* [WHAT YOU NEED TO DO]
Copy out the entries exactly, from the first line to the last.

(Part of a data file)

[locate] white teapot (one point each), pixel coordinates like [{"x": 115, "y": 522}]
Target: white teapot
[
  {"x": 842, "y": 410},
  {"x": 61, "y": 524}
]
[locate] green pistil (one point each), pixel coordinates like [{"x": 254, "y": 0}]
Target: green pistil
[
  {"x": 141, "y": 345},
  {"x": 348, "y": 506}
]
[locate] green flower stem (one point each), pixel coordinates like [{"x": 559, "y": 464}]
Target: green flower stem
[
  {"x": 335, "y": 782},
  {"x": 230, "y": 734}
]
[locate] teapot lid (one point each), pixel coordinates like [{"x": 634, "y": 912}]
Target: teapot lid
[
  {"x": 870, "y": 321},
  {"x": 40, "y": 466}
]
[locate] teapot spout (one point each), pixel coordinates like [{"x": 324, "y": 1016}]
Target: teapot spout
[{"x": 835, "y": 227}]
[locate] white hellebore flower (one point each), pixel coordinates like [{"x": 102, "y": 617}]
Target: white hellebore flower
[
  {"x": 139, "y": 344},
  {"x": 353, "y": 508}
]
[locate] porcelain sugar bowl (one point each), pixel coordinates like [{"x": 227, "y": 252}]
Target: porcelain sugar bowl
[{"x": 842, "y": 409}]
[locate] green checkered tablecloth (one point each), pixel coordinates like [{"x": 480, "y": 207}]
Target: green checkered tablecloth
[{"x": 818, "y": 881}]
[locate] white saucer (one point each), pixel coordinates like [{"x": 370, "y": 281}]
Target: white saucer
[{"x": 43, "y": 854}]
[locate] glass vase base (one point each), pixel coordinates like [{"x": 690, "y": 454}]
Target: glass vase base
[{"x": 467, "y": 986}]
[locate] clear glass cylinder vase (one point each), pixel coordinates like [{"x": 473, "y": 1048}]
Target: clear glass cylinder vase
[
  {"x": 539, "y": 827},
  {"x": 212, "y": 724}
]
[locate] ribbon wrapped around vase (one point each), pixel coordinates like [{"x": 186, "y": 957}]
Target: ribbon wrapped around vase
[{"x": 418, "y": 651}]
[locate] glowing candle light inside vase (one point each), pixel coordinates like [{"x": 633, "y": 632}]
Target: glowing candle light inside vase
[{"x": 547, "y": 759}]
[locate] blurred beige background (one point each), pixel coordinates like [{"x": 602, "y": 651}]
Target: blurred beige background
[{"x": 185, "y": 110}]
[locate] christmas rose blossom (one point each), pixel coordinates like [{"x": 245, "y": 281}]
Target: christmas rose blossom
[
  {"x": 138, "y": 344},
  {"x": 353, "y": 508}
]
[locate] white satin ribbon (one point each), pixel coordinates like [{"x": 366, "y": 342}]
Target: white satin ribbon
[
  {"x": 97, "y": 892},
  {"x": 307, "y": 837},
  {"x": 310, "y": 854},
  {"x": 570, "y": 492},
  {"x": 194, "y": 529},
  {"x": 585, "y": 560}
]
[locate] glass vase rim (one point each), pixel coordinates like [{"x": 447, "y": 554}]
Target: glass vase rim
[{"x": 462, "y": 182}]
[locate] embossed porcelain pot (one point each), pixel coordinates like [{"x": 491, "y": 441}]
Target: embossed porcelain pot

* [IN RESPONSE]
[locate] white teapot (one point each), pixel coordinates like [{"x": 115, "y": 522}]
Target: white teapot
[
  {"x": 842, "y": 410},
  {"x": 61, "y": 524}
]
[locate] green pistil (one point each), pixel coordinates like [{"x": 254, "y": 0}]
Target: green pistil
[
  {"x": 141, "y": 345},
  {"x": 348, "y": 506}
]
[locate] green flower stem (one point each), pixel coordinates like [{"x": 559, "y": 464}]
Target: green flower stem
[
  {"x": 335, "y": 782},
  {"x": 230, "y": 734}
]
[locate] teapot lid (one point each), pixel coordinates like [{"x": 634, "y": 912}]
Target: teapot lid
[
  {"x": 870, "y": 321},
  {"x": 40, "y": 466}
]
[locate] teapot spout (one point each), pixel coordinates like [{"x": 324, "y": 1016}]
Target: teapot spout
[{"x": 835, "y": 227}]
[locate] white hellebore flower (one point each), pixel coordinates like [{"x": 102, "y": 617}]
Target: white hellebore flower
[
  {"x": 139, "y": 344},
  {"x": 353, "y": 508}
]
[locate] porcelain sugar bowl (one point each), pixel coordinates like [{"x": 227, "y": 252}]
Target: porcelain sugar bowl
[{"x": 842, "y": 409}]
[locate] green checkered tablecloth (one point each), pixel coordinates like [{"x": 480, "y": 207}]
Target: green checkered tablecloth
[{"x": 818, "y": 881}]
[locate] white saucer (one point each), pixel coordinates like [{"x": 370, "y": 281}]
Target: white saucer
[{"x": 43, "y": 854}]
[locate] glass vase base (one point each), pixel coordinates like [{"x": 690, "y": 454}]
Target: glass vase base
[{"x": 467, "y": 986}]
[locate] clear glass cylinder vase (one point each), pixel coordinates like [{"x": 473, "y": 1048}]
Target: clear glass cylinder vase
[
  {"x": 539, "y": 827},
  {"x": 212, "y": 724}
]
[locate] ribbon wrapped around vase (one point each), pixel coordinates like [{"x": 186, "y": 957}]
Target: ribbon wrapped around vase
[{"x": 418, "y": 651}]
[locate] glowing candle light inside vase (one point each), pixel coordinates like [{"x": 633, "y": 632}]
Target: glowing candle light inside vase
[{"x": 547, "y": 759}]
[locate] blurred beige background (one point each), pixel coordinates like [{"x": 602, "y": 651}]
Target: blurred beige background
[{"x": 185, "y": 110}]
[locate] christmas rose blossom (one point each), pixel coordinates like [{"x": 245, "y": 281}]
Target: christmas rose blossom
[
  {"x": 138, "y": 344},
  {"x": 353, "y": 508}
]
[locate] white satin ribbon (one point each), pixel coordinates like [{"x": 366, "y": 342}]
Target: white satin ribbon
[
  {"x": 97, "y": 892},
  {"x": 307, "y": 837},
  {"x": 310, "y": 854},
  {"x": 570, "y": 492},
  {"x": 194, "y": 529},
  {"x": 585, "y": 560}
]
[locate] glass vase rim (one point each), pixel coordinates like [{"x": 447, "y": 554}]
Target: glass vase rim
[{"x": 462, "y": 182}]
[locate] embossed porcelain pot (one point each), pixel coordinates like [{"x": 491, "y": 441}]
Target: embossed porcelain pot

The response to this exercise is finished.